Coinbase is laying off 18 % of its workforce, or over 1,100 employees, according to CEO and co-founder Brian Armstrong in a blog post published Tuesday. Armstrong’s news comes just days after Crypto.com CEO Kris Marszalek said that his cryptocurrency exchange will lay off 5% of its corporate workforce, or around 260 people.

Workers affected by the layoffs will be contacted via personal email since the business decided to “limit access to Coinbase systems for affected employees.”

“Given the number of employees who have access to sensitive client information, it was, unfortunately, the only viable choice,” Armstrong explained.

Armstrong stated that, in addition to the uncertainty of the economy, Coinbase’s aggressive recruiting last year led to the necessity to reduce employees.

“Our team has grown very quickly… and our labor costs are too expensive to manage this uncertain market effectively,” Armstrong explained. “The efforts we are doing now will help us to manage this phase more confidently, even if it is significantly prolonged.”

He said that hiring more personnel had reduced the company’s efficiency, not increased it. “We think that the focused resource modifications we are implementing today will enable our business to become more efficient,” he added.

Only a few days ago, Crypto.com’s Marszalek made a similar announcement.

“Our approach is to remain focused on executing against our roadmap while optimising for profitability,” Marszalek wrote in a series of tweets on Saturday. “That includes making difficult and essential decisions to achieve long-term ongoing and sustainable growth by reducing our corporate staff by about 260 people, or 5%.”
------
Parts of the exercise
a – Rewrite the paragraph of the Coinbase layoffs article that begins "Coinbase is laying off" as a short list of its main facts.
b – According to the Coinbase layoffs article, on what day did Marszalek write his series of tweets?
c – Decide whether each statement agrees with the Coinbase layoffs article. Answer yes or no for each, quoting the words of the article that decide it.
(i) Coinbase is cutting more than 1,100 employees.
(ii) Armstrong said that hiring more personnel had made the company more efficient.
(iii) Crypto.com is reducing its corporate staff by 10%.
The lines that come next are separate material, unrelated to the article above.
------
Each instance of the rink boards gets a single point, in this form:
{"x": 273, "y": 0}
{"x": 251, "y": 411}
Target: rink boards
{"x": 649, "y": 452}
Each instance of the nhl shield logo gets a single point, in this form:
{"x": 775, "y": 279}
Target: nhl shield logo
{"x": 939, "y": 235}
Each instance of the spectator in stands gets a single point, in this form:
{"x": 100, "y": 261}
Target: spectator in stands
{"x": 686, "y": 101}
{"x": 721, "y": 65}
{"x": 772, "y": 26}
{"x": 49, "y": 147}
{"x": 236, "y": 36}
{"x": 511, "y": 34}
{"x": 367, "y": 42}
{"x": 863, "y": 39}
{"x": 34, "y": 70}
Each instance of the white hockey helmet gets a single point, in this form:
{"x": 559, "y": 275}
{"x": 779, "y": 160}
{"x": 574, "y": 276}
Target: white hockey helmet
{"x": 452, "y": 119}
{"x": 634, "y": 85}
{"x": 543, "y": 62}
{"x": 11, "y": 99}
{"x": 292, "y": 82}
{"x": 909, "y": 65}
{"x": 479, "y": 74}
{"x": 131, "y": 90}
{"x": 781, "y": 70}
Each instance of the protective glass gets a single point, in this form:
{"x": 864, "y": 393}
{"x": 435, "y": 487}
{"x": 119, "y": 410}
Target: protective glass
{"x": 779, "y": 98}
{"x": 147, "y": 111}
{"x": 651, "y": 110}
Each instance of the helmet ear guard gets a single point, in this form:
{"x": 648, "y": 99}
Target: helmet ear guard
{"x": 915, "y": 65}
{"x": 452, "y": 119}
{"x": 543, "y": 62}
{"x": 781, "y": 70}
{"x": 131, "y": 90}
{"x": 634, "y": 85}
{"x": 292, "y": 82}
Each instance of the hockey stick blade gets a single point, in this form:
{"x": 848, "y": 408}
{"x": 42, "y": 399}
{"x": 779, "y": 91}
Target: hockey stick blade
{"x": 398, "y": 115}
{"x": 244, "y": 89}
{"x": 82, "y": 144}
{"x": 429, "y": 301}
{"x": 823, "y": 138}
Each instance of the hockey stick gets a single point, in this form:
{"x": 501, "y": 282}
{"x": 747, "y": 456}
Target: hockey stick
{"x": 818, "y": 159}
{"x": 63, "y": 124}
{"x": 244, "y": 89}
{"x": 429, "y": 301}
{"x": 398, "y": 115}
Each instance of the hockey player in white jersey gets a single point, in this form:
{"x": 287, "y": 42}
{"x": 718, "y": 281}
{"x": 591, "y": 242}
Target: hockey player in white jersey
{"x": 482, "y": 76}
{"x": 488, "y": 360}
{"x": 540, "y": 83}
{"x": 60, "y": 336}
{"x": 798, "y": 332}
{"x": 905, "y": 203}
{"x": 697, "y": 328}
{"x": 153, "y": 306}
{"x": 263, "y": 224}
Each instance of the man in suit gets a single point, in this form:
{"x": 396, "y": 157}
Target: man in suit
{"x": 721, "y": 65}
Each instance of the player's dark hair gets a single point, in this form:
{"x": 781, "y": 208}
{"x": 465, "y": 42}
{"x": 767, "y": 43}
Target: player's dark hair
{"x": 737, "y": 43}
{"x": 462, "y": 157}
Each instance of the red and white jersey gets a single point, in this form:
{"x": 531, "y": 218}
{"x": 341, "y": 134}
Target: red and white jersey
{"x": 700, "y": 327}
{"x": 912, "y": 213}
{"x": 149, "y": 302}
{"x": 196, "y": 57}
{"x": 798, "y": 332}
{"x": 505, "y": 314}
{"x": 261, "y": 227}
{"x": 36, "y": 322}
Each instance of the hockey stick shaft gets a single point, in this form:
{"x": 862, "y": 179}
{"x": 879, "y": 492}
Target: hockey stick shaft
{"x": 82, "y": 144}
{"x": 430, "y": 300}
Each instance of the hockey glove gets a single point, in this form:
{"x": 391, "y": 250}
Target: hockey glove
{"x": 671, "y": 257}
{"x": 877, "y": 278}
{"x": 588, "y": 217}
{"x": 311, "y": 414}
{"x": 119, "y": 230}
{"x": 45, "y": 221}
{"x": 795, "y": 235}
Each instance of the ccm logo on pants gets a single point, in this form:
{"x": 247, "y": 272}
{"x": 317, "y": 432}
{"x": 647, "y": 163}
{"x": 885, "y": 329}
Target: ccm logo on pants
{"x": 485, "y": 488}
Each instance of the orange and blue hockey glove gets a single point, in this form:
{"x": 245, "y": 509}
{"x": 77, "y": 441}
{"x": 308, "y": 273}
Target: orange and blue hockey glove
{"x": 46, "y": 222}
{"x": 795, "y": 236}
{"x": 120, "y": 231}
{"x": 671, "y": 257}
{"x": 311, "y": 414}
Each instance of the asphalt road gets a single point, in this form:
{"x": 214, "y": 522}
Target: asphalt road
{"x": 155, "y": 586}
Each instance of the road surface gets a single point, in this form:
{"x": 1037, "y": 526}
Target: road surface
------
Written responses
a –
- Coinbase is cutting 18% of its workforce, over 1,100 employees.
- CEO and co-founder Brian Armstrong announced it in a blog post published Tuesday.
- Days earlier, Crypto.com CEO Kris Marszalek said his exchange would lay off 5% of its corporate workforce, around 260 people.

b – Saturday.

c –
(i) Yes: "18 % of its workforce, or over 1,100 employees"
(ii) No: "hiring more personnel had reduced the company’s efficiency, not increased it"
(iii) No: "reducing our corporate staff by about 260 people, or 5%"